Aim 1 »
Rewrite the paragraph of the passage on Nigerian broadcasting and advertising that begins "Contents will become king by 2015" in two shorter sentences, keeping its main facts.

>> BEGIN Document passage

Once advertisers have challenges with business volume, the first item that usually gets reduced is marketing and advertising budget; and all of us, content owners, feed on that budget. That is one major issue.

 

The third challenge should be the World Cup. In the year of the World Cup, a greater part of the budget is spent on football and sports related activities.

 

Nigerian brands, even if they are not necessarily using the football property during the World Cup, tend to do one thing or the other to show support for the Super Eagles or portray themselves as lovers of Nigerians.

 

One of the major passions of Nigerians is football. Because of the World Cup, the bulk of that budget went into sports and football related activities.

 

Generally, our economy is in serious trouble and that is seriously affecting content providers. Beyond content, the only industry that is thriving in 2014 is the political industry. The integrated marketing communications industry is suffering.

 
Digital switch over and challenge facing independent producers

Since the past four to five years, we have all been anticipating the digital switch over. Independent producers are preparing to latch on to the opportunity provided by digital television.

 

Contents will become king by 2015 because then, opportunity for TV stations will be properly defined. It would no longer be the question of a big TV station, it will no longer be about the reach; it is going to be about specifications, content specific TV stations, such as TV stations with entertainment, music, children programming edge.

 

Specialty will become the order of the day, where you focus attention on your business or what you are very good at, and become competent. If your competence lies in entertainment or movies, you will go ahead with it.

 

In 2015, the digital migration will help all of us, it will help brands to achieve precise targeting.

 

In digital, we can measure who is watching at a particular point in time, and where they are watching from, and what they are watching. Based on that data, brands will spend money and divide how they spend a very small budget. Specialisation will become the order of the day.

 
Digital migration and terrestrial TV challenge

Not in the beginning. Of course we know that terrestrial TV might need to migrate to the digital platform, and what that means is that there is not going to be this big TV station versus this small TV station any more.

 

Everybody will have 24 hours to play around with and they have the same audience and they have the same digital platform to run their services. So, definitely, everybody becomes almost equal.

 

The advantage for terrestrial TV stations is that they have the name and the brand equity. So content will determine what people watch.

 

 

Independent producers and media debt

Media debt is still very much around and this affects all of us. Let me say, it is not the fault of the agencies alone; it is a 360-degree thing. The fault is from the advertisers, the agencies, the tracking agencies, and even the content providers too.

 

There is a whole lot of cycle of payments for media placements, and this takes 360 degrees.

>> END Document passage
>> BEGIN Data extract

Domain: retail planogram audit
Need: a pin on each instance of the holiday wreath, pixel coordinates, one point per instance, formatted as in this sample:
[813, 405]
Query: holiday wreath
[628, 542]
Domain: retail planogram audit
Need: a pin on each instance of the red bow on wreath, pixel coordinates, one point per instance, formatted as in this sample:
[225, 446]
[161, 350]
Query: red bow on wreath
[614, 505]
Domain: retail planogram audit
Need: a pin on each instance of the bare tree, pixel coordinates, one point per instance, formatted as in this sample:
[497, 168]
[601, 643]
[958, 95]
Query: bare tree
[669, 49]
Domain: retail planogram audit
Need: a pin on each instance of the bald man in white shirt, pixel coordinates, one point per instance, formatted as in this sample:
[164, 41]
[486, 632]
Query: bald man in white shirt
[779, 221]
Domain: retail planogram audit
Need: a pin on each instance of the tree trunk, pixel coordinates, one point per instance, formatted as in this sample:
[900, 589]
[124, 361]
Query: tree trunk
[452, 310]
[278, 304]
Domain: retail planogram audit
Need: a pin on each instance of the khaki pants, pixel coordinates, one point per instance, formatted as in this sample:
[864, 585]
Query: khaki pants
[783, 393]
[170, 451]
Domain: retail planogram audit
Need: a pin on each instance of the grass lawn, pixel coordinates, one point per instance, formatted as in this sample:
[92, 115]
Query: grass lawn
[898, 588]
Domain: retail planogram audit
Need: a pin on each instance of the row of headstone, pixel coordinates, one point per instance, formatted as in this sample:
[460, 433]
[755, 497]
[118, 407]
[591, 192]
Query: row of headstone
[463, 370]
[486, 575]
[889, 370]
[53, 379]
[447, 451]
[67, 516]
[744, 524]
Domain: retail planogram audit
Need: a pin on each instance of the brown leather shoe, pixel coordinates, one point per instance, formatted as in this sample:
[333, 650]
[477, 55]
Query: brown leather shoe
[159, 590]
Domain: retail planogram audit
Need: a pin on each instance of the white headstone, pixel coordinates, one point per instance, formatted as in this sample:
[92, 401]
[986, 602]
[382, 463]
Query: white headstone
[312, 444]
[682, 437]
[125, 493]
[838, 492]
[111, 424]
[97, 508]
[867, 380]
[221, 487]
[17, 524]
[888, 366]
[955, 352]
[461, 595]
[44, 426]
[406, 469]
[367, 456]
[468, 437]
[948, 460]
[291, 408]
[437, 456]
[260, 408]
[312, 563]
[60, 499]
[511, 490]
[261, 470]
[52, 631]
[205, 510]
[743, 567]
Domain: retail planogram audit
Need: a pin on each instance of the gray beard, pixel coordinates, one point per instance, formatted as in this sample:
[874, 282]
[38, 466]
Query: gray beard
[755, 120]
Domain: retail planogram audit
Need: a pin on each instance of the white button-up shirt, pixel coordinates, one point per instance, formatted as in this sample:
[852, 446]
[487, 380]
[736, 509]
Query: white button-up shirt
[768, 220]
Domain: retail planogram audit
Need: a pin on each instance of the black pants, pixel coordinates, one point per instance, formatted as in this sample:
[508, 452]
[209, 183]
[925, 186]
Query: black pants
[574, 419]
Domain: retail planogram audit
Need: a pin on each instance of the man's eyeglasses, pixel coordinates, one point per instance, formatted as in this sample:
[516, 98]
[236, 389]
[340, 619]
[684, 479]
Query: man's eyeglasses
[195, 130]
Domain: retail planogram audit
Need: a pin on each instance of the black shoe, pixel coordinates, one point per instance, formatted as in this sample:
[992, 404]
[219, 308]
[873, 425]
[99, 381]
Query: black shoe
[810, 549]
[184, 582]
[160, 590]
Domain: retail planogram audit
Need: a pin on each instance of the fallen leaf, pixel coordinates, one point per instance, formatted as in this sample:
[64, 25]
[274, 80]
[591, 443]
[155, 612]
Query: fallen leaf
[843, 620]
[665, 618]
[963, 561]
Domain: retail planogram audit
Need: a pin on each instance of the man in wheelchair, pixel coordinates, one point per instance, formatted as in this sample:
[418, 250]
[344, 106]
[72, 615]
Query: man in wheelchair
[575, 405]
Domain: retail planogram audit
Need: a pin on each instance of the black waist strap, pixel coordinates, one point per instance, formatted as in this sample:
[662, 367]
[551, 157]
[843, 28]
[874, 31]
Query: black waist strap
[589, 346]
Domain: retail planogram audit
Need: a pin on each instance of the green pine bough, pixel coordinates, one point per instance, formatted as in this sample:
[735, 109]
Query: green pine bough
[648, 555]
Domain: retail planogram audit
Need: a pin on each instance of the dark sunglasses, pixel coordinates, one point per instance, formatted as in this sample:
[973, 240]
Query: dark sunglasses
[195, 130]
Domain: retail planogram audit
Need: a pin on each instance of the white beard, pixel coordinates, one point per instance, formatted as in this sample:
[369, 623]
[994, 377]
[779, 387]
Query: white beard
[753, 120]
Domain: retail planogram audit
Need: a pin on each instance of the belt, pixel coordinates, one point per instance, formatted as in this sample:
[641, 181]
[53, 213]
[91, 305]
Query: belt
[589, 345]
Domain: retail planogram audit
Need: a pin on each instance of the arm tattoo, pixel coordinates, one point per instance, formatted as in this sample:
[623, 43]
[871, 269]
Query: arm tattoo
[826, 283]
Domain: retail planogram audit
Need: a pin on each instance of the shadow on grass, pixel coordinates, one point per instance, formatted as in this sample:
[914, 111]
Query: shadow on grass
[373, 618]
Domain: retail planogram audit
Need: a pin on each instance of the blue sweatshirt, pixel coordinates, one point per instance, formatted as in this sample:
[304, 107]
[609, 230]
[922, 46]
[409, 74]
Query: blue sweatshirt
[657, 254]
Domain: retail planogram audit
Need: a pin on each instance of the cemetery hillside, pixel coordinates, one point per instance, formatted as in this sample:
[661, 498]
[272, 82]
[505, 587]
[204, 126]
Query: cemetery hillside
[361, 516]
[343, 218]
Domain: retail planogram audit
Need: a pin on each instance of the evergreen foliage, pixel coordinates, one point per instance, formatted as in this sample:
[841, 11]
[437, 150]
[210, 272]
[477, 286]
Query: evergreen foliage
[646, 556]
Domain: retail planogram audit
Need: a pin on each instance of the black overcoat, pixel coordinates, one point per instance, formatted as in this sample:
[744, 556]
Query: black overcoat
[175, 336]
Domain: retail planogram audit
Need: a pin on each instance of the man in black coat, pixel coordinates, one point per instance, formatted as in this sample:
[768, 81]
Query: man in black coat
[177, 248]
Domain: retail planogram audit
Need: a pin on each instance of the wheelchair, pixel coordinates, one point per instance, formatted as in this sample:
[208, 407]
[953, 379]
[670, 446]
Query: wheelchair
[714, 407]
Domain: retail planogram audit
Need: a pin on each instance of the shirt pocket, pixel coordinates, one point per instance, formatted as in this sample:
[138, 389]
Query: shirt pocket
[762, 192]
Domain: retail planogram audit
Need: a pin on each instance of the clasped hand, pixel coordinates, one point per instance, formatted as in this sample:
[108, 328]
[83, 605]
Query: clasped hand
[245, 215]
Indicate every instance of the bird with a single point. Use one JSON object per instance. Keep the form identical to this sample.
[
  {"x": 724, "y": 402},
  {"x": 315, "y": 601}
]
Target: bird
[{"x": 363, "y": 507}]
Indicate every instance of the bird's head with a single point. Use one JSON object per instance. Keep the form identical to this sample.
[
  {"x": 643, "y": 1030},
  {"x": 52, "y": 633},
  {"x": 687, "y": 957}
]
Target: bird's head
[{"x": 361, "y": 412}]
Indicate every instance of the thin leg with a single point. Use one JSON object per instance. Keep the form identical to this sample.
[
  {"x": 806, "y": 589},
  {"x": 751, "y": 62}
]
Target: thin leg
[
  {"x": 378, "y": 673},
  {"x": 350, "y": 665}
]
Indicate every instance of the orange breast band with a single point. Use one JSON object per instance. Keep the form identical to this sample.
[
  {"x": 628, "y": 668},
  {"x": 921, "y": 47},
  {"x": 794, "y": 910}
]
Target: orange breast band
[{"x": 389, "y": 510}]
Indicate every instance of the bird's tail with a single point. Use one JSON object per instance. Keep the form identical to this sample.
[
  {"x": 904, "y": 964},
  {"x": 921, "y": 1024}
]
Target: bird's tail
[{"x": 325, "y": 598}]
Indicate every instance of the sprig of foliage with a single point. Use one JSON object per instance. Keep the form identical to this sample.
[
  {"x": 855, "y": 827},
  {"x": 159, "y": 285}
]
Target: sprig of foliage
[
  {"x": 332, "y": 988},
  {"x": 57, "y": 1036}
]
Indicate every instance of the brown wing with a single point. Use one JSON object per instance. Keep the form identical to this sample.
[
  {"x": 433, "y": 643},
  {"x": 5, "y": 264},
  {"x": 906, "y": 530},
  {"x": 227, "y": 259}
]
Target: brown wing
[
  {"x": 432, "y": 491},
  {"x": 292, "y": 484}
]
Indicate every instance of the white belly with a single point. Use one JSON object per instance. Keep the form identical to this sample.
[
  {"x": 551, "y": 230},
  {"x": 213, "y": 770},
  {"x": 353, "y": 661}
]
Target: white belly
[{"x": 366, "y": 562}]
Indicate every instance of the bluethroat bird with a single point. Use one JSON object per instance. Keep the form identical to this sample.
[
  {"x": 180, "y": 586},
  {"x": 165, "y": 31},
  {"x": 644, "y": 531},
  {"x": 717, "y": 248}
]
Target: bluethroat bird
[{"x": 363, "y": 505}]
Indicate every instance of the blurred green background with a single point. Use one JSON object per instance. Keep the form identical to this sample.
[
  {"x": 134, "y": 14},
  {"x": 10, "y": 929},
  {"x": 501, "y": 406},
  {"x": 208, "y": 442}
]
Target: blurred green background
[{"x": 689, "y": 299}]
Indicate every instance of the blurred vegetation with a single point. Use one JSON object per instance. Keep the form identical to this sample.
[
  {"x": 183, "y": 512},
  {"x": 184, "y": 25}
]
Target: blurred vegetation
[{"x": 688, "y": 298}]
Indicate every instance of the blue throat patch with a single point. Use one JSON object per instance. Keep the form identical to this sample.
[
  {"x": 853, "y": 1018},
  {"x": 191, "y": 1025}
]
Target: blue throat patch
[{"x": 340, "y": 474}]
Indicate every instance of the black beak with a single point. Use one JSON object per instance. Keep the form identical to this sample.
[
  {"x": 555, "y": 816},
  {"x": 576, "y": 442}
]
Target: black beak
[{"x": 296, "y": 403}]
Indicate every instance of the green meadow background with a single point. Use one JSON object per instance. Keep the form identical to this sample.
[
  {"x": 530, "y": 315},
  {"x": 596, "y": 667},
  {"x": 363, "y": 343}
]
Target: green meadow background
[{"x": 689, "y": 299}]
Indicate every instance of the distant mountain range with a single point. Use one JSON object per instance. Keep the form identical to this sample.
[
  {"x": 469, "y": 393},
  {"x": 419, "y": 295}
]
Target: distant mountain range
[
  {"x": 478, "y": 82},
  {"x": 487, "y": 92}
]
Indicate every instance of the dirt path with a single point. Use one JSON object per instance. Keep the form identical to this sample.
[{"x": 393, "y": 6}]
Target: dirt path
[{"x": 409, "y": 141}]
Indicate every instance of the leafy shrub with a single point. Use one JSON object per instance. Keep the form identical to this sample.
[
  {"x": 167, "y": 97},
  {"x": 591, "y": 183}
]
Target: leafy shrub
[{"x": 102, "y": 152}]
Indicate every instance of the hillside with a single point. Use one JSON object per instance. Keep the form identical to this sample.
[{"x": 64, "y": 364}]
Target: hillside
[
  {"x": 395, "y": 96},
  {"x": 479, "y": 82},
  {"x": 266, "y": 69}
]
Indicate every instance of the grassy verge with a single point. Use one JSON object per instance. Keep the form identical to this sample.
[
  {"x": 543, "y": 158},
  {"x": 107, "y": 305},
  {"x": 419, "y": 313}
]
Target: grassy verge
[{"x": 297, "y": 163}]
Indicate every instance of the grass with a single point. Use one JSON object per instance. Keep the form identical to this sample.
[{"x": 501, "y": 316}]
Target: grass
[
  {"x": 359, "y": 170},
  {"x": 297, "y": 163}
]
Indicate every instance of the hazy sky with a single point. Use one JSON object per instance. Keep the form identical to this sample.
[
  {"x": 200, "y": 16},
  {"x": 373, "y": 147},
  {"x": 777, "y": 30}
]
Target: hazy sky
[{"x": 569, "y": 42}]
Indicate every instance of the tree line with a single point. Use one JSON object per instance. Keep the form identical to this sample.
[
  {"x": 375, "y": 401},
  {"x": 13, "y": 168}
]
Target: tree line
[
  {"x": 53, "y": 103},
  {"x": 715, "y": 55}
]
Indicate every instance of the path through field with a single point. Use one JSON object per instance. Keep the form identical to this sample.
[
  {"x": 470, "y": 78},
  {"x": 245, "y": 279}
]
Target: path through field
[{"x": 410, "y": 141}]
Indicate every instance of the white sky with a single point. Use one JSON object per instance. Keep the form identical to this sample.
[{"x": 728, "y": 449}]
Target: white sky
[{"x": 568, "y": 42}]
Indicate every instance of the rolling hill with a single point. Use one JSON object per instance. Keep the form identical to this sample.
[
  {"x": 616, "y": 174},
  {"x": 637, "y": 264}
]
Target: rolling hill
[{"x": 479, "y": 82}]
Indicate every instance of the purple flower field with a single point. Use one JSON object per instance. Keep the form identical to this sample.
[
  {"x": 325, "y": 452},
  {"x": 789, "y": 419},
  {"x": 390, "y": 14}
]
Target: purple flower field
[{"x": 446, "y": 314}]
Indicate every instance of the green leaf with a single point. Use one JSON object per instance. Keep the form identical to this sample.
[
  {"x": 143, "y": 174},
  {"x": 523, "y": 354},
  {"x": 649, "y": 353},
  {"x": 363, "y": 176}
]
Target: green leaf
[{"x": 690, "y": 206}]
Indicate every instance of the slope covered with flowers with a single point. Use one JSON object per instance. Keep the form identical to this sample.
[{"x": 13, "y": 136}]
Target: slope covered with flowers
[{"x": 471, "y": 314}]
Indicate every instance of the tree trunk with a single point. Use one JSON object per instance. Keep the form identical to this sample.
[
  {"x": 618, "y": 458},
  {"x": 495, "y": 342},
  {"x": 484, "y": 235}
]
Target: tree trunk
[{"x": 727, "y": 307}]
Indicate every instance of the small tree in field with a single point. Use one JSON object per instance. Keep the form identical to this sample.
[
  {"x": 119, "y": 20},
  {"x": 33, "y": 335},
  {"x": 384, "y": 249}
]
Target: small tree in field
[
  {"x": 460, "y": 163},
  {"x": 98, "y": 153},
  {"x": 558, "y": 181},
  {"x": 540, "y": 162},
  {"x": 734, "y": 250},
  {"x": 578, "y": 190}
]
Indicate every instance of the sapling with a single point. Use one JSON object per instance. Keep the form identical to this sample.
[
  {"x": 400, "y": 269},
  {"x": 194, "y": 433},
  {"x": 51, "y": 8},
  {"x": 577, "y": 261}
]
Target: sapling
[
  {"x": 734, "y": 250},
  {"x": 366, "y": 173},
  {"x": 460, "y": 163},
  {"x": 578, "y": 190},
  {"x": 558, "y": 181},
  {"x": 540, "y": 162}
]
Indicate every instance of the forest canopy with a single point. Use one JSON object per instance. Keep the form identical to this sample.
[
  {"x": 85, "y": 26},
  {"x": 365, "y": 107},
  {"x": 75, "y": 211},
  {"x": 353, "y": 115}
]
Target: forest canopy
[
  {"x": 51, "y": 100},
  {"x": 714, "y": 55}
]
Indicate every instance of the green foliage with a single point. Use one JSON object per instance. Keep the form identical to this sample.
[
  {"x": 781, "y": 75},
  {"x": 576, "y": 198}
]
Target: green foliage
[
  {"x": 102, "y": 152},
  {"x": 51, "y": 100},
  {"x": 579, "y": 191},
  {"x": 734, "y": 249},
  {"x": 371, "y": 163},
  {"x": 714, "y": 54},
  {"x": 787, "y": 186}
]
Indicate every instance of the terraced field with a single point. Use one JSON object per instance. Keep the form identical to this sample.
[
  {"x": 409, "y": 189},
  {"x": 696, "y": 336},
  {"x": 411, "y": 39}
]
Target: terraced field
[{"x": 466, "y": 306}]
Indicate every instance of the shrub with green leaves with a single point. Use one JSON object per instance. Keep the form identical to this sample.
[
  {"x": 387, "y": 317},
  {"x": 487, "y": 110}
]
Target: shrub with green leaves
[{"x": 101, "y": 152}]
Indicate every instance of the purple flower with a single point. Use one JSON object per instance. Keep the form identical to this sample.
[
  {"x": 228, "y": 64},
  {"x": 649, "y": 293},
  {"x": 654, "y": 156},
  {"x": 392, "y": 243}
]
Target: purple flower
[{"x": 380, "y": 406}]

>> END Data extract

Aim 2 »
How many lines in the entries contain the word "sunglasses"? Give only the number.

Correct output 1 »
By 2015 content will be king, because the opportunity for TV stations will then be properly defined. Station size and reach will matter less than specialization: content-specific stations with an edge in areas such as entertainment, music or children's programming.

Correct output 2 »
2